An exact copy is needed of the lines from the line holding "Please drop a marker on the white bowl" through the final line of the listing below, both included.

*EXTRACTED INFORMATION*.
────

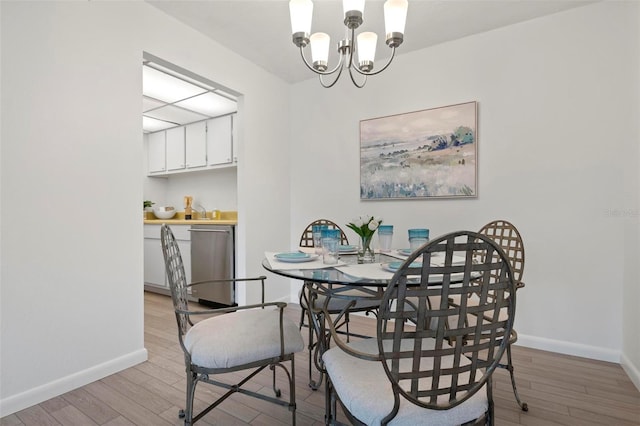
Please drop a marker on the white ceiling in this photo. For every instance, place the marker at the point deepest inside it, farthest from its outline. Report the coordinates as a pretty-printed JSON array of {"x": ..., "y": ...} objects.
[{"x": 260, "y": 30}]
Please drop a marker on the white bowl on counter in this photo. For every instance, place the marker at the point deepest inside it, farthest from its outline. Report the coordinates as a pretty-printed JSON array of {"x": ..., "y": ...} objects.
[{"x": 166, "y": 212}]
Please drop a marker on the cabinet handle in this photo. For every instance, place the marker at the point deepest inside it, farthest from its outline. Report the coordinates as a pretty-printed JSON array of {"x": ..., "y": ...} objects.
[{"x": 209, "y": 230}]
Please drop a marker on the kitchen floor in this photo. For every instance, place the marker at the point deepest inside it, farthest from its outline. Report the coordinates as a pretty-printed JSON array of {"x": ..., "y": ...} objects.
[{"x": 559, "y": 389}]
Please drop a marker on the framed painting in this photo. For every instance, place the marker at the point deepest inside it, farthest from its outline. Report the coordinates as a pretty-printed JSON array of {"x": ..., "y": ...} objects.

────

*FINAL ANSWER*.
Please drop a marker on the white bowl on counter in this photo. For every instance, place the marker at the point deepest inside it, farthest from its outline. Report the coordinates as a pretty-printed JSON array of {"x": ..., "y": ...} objects.
[{"x": 166, "y": 212}]
Please drop a marker on the cabinet handle in this photo. For every instance, place the marker at the point deepest inside it, farthest from its outline. Report the coordinates as a pretty-printed JSON array of {"x": ..., "y": ...} objects.
[{"x": 209, "y": 230}]
Please drop a marker on the kitchen floor in this photo. For every instance, place the marker at the point deepest inside it, farthest from its outline. Report the coordinates as a pretty-printed JSON array of {"x": ..., "y": ...} objects.
[{"x": 559, "y": 389}]
Please drop a marker on the framed painting in this photo. For every instance, place the marker at the point deepest inside it, farthest from its outline. Report the coordinates as a pretty-printed JSON array of {"x": ..., "y": ...} objects.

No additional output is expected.